Task prompt: Copy out all the entries shown below, exactly as they appear.

Extracted data entries:
= = =
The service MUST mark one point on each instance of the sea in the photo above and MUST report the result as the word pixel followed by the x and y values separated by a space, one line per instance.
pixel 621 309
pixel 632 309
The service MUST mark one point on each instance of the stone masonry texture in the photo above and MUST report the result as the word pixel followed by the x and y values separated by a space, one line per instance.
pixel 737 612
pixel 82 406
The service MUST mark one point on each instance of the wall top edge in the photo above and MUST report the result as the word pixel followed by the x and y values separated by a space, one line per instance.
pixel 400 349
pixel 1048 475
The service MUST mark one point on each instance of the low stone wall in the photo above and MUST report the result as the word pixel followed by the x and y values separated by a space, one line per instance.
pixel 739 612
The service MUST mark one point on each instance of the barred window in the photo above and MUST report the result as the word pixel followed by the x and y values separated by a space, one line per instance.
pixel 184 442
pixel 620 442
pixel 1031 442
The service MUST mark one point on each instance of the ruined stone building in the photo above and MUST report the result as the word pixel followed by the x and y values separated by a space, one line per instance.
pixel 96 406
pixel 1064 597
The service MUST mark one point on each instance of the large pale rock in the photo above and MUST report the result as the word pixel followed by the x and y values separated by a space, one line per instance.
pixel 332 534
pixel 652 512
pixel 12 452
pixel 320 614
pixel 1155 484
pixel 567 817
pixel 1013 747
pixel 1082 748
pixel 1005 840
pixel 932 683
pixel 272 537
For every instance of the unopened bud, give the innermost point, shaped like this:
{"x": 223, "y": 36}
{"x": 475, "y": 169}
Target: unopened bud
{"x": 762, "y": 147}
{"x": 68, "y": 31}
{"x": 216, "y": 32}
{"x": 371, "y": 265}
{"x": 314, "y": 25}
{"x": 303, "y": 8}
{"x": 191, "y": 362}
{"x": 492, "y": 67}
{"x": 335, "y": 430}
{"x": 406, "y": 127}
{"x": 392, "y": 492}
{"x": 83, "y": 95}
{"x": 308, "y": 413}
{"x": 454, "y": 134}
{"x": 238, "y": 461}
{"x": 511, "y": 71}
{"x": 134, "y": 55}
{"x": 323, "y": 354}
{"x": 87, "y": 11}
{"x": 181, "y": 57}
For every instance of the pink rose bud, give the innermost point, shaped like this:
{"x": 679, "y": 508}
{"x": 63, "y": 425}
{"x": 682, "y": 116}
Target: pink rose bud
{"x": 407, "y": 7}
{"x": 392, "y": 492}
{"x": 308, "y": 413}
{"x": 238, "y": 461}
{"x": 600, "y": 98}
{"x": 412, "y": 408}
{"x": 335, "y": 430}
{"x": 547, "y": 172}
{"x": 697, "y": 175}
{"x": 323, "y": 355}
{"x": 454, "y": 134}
= = =
Exercise solution:
The service MUST mark one point on each instance of the sea in the photo above and MUST report the result as the word pixel followed by the x and y values separated by a space, one line per instance.
pixel 621 309
pixel 632 309
The service MUST mark one point on each instance of the stone masonry texture in the photo above and MUST report the result as the word pixel followed by the x and y values separated by a space, one line per instance.
pixel 737 612
pixel 82 406
The service MUST mark one point on each instance of the wall top edge in the photo above and MUST report the result as the word pixel followed by the x and y values separated by a space, one line per instance.
pixel 400 349
pixel 1048 475
The service MUST mark one point on each instance of the low stone wall in the photo above and MUST report the result as the word pixel followed by the x and y values separated by a space, one line per instance.
pixel 739 612
The service MUST mark one point on each instance of the barred window in the photo above and MUST report the result as the word pixel followed by the x and y values separated by a space, one line per instance.
pixel 184 442
pixel 620 442
pixel 1031 442
The service MUST mark one point on each instance of the ruined stone building in the photo above and MUST report the result as the word pixel followed by the x and y values separated by a space, one line per instance.
pixel 96 406
pixel 1064 597
The service MUST mark one point on each instance of the large pale rock in the photo above and MUST report the result as the word pixel followed by the x and y values separated by a space, one line per instance.
pixel 332 534
pixel 652 512
pixel 12 452
pixel 320 614
pixel 1155 484
pixel 567 817
pixel 1013 747
pixel 1082 748
pixel 1005 840
pixel 932 683
pixel 272 537
For every instance of the unopened bud, give the innermost point, shaped like this:
{"x": 223, "y": 36}
{"x": 475, "y": 169}
Target: unopened bud
{"x": 762, "y": 147}
{"x": 68, "y": 31}
{"x": 216, "y": 32}
{"x": 371, "y": 265}
{"x": 314, "y": 25}
{"x": 303, "y": 8}
{"x": 191, "y": 362}
{"x": 492, "y": 67}
{"x": 335, "y": 430}
{"x": 406, "y": 127}
{"x": 392, "y": 492}
{"x": 83, "y": 95}
{"x": 308, "y": 413}
{"x": 454, "y": 134}
{"x": 238, "y": 461}
{"x": 511, "y": 71}
{"x": 134, "y": 55}
{"x": 323, "y": 354}
{"x": 87, "y": 11}
{"x": 181, "y": 57}
For every instance of the pink rose bud, give the innermost point, shaped like this:
{"x": 679, "y": 508}
{"x": 63, "y": 425}
{"x": 682, "y": 116}
Target: pink rose bud
{"x": 407, "y": 7}
{"x": 392, "y": 492}
{"x": 308, "y": 413}
{"x": 238, "y": 461}
{"x": 600, "y": 98}
{"x": 412, "y": 408}
{"x": 335, "y": 430}
{"x": 547, "y": 172}
{"x": 697, "y": 175}
{"x": 323, "y": 355}
{"x": 454, "y": 134}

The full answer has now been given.